TEXTE:

Musique sacrée par Philippe Herreweghe : rééditions de la dernière décennie
Johann Sebastian Bach (1685-1750) : Messe en si BWV 232. Joseph Haydn (1732-1809) : La Création Hob. XXI :2 ; Les Saisons Hob. XXI :3. Ludwig van Beethoven (1770-1827) : Missa solemnis op. 123. Antonín Dvořák (1841-1904) : Stabat Mater op. 58 ; Requiem op. 89. Anton Bruckner (1824-1896) : Messe n° 2 en fa mineur ; Te Deum. Solistes divers ; Collegium Vocale Gent ; Orchestre des Champs-Elysées ; Royal Flemish Phihlarmonic ; Antwerp Symphony Orchestra, direction Philippe Herreweghe. 2011-2019. Notice en français, en anglais, en allemand et en néerlandais. 620’00’’. Un coffret PHI de 11 CD LPH042.
Excellente initiative de regrouper dans un coffret à prix doux huit partitions de musique sacrée, jouées sur instruments d’époque et gravées en plusieurs lieux par Philippe Herreweghe à la tête de ses forces complices, et de retrouver ainsi les splendeurs du Collegium Vocale Gent, dont les prestations sont toujours remarquables. Passage obligé par Bach, pour commencer, dans la Jesus-Christus-Kirche, à Berlin-Dalhem, du 14 au 17 mai 2011, avec une troisième Messe en si, après celles de 1988 pour Virgin et de 1996 pour Harmonia Mundi. La première avait marqué la discographie en raison de sa clarté vitale et de son intelligence architecturale, ainsi que par la prestation qualitative des solistes, au sein desquels figuraient Barbara Schlick et, déjà, la basse Peter Kooij ; ce dernier sera présent dans les trois versions, avec la même aisance. Dans la version de 2011, on retrouve le même côté lumineux, humain, serein, voire contemplatif, que le chef imprime à l’ensemble, à travers un discours expressif que les chœurs, superlatifs, servent à merveille. Avec une excellente équipe de solistes, composée de Dorothee Mields, Hanna Blazikova, Damien Guillon, Thomas Hobbs et Kooij déjà cité.

CONSIGNE: D'après le texte, quel soliste a participé aux trois enregistrements de la Messe en si dirigés par Philippe Herreweghe ?

SEGMENT DE DONNÉES:
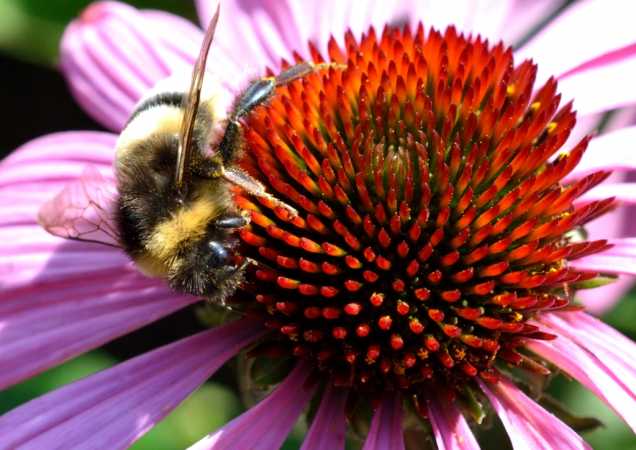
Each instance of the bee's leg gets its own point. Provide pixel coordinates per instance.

RÉSULTAT: La basse Peter Kooij.